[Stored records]
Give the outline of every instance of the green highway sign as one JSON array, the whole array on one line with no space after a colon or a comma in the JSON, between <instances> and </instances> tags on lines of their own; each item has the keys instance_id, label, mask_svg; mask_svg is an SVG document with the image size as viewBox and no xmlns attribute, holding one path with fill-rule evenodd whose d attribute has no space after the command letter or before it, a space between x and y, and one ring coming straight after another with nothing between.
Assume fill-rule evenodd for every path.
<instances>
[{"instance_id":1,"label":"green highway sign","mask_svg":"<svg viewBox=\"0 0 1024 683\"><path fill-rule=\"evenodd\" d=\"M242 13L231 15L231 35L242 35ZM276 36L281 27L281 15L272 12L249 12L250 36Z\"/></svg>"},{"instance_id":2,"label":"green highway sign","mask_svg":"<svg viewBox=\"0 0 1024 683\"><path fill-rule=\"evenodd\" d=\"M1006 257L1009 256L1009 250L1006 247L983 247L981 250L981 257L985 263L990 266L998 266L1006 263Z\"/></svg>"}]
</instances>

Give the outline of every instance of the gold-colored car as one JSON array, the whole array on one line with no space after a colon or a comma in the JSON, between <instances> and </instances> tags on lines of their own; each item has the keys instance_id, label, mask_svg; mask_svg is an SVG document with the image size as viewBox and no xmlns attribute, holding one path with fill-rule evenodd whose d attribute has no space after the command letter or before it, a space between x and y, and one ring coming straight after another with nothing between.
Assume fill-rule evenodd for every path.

• _Work instructions_: Copy all lines of the preceding data that hold the word "keys".

• _Exercise answer_:
Give the outline of every instance of the green highway sign as one JSON array, the whole array on one line with no space after a colon or a comma in the JSON, between <instances> and </instances> tags on lines of their own; each item has the keys instance_id, label, mask_svg; mask_svg is an SVG document with the image size as viewBox and no xmlns attribute, holding one path with fill-rule evenodd whose d attribute has no space after the command letter or before it, a space between x and y, and one ring coming straight after another with nothing between.
Give the outline of every instance of the gold-colored car as one JSON array, the whole array on one line with no space after a colon or a comma in the JSON, between <instances> and </instances> tags on lines of their own; each item has the keys instance_id, label, mask_svg; mask_svg is an SVG document with the image size as viewBox and no xmlns attribute, holding one path with fill-rule evenodd whose d attribute has no space after the command letter or before it, a space between x and y, and one ring coming straight after another with nothing between.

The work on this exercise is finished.